**Problem requirements**
Search the records for "water" and copy each line that holds it.

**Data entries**
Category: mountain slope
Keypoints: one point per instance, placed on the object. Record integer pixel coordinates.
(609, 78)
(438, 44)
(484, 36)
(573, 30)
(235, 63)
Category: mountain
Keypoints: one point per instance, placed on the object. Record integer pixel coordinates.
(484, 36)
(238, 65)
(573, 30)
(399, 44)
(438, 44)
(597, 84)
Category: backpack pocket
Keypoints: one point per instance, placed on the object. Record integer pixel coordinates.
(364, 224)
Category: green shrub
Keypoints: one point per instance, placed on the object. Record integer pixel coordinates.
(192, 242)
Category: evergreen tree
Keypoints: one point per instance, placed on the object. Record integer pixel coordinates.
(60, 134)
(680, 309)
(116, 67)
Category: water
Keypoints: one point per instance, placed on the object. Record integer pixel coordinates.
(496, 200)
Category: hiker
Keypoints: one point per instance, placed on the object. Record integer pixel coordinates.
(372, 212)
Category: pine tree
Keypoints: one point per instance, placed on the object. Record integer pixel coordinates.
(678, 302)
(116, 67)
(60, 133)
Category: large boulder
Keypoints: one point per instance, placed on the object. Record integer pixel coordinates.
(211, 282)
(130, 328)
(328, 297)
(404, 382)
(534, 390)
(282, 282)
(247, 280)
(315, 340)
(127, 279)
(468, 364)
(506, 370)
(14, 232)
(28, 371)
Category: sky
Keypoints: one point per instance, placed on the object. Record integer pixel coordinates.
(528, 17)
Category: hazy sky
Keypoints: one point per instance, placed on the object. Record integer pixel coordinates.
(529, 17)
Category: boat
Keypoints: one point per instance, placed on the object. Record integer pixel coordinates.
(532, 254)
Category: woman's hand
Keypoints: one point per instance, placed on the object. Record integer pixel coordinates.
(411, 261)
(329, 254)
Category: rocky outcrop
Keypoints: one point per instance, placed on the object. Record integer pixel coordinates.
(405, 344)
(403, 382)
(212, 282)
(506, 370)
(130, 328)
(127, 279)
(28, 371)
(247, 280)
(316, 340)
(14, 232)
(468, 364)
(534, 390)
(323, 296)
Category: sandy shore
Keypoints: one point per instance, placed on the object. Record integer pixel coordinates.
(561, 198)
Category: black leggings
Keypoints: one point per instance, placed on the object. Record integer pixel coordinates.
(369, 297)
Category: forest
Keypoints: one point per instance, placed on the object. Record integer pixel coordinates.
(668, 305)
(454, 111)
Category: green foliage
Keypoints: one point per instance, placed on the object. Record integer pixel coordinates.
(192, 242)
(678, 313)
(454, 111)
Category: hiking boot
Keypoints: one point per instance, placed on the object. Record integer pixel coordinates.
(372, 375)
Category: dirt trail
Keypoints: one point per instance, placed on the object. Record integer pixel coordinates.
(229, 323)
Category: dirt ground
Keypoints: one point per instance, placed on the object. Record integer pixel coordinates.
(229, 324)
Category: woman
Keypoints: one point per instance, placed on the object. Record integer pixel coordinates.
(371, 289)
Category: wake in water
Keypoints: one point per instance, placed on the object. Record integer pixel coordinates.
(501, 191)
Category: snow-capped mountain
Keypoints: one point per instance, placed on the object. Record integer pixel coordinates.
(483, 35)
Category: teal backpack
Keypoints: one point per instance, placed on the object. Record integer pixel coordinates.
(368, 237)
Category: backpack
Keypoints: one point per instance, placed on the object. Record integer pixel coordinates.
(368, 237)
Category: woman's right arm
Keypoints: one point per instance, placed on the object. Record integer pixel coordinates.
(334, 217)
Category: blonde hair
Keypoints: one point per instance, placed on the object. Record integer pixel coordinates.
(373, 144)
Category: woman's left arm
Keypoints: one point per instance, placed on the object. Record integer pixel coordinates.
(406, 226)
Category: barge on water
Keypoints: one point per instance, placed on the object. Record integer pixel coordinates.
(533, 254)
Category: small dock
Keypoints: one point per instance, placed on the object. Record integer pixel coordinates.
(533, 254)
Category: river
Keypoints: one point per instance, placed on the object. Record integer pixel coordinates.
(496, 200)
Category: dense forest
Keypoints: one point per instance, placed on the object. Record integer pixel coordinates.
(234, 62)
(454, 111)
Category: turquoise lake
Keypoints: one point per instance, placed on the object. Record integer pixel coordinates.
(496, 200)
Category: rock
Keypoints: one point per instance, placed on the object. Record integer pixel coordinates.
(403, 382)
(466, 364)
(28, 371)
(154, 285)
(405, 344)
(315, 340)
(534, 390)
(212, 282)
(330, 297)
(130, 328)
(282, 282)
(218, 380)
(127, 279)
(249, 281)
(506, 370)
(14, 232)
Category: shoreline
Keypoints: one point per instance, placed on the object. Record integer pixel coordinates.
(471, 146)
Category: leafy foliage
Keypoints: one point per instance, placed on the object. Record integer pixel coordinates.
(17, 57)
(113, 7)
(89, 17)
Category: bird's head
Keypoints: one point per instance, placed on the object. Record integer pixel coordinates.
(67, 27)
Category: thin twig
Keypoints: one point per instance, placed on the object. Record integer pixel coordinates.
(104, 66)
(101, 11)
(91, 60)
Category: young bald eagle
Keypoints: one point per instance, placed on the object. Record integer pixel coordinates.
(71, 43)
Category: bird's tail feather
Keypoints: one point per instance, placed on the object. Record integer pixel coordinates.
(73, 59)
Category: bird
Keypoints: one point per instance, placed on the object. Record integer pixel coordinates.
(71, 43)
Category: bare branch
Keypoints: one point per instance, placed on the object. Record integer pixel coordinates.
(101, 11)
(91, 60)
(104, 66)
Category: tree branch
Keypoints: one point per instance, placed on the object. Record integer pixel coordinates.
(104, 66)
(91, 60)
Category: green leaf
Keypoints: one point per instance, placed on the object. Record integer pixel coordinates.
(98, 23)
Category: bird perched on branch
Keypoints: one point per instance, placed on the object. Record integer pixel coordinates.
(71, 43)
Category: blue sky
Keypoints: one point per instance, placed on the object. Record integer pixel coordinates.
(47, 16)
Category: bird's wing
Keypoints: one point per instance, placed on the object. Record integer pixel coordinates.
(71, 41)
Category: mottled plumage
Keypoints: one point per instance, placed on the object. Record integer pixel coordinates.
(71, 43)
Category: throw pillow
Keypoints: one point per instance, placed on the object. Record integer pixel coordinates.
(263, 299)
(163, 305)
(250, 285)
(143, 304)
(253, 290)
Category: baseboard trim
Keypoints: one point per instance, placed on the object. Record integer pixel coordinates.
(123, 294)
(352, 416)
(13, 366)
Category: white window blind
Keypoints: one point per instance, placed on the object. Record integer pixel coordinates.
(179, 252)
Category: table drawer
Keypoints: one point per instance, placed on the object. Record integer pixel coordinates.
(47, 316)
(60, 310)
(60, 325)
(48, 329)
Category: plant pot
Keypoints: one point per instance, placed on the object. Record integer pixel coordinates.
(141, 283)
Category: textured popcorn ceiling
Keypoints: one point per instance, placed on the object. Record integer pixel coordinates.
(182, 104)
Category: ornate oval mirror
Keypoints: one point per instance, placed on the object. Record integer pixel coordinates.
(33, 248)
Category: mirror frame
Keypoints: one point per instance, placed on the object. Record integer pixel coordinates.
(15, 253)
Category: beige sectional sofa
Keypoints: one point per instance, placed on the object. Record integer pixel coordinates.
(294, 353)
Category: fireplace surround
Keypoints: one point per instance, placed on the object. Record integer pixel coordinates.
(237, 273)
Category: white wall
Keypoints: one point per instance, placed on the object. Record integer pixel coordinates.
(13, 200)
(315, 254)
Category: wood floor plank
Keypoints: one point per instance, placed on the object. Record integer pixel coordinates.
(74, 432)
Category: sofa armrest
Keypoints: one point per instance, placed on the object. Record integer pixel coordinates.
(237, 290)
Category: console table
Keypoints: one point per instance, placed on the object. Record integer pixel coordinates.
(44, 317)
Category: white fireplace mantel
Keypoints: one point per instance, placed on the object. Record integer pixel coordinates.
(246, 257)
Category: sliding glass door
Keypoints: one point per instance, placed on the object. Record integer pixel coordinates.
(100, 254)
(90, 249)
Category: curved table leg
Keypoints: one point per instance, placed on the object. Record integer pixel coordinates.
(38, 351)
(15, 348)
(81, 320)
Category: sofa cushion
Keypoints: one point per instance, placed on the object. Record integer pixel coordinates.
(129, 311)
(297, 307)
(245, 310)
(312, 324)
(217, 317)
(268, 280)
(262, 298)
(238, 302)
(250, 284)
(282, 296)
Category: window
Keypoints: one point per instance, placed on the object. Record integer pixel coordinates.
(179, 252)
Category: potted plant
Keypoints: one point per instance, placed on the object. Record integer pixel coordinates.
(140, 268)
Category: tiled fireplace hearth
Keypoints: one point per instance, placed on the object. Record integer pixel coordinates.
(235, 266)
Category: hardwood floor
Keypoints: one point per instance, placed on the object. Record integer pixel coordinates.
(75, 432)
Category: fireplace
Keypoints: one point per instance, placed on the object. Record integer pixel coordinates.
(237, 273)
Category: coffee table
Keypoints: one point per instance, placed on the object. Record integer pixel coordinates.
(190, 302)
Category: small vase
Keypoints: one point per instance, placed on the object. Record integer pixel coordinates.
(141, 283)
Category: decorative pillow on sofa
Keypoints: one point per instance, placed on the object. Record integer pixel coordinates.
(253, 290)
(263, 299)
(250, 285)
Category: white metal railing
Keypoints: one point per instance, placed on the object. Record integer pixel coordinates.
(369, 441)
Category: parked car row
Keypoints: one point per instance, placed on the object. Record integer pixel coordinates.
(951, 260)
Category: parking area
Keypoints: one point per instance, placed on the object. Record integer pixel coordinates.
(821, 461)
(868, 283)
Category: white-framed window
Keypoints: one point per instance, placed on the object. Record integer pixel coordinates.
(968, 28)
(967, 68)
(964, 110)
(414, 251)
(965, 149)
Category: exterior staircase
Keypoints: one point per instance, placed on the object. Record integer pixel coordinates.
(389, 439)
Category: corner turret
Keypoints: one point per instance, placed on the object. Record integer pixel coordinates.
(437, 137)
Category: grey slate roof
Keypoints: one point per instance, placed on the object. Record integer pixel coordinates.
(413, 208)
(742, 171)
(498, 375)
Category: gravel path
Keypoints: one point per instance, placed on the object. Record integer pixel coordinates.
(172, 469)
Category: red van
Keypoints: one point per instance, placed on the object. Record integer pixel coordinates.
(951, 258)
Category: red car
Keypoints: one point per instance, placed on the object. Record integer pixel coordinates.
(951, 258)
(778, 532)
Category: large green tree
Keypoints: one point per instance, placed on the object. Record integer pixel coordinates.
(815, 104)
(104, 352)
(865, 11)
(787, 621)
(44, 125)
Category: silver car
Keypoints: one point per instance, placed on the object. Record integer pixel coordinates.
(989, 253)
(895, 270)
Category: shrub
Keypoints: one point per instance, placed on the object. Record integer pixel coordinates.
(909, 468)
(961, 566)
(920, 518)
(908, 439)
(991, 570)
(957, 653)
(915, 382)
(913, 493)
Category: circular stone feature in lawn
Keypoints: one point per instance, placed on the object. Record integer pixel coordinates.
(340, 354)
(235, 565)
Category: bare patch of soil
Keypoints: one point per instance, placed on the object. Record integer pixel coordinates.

**Task solution**
Category: water
Category: wake in water
Category: barge on water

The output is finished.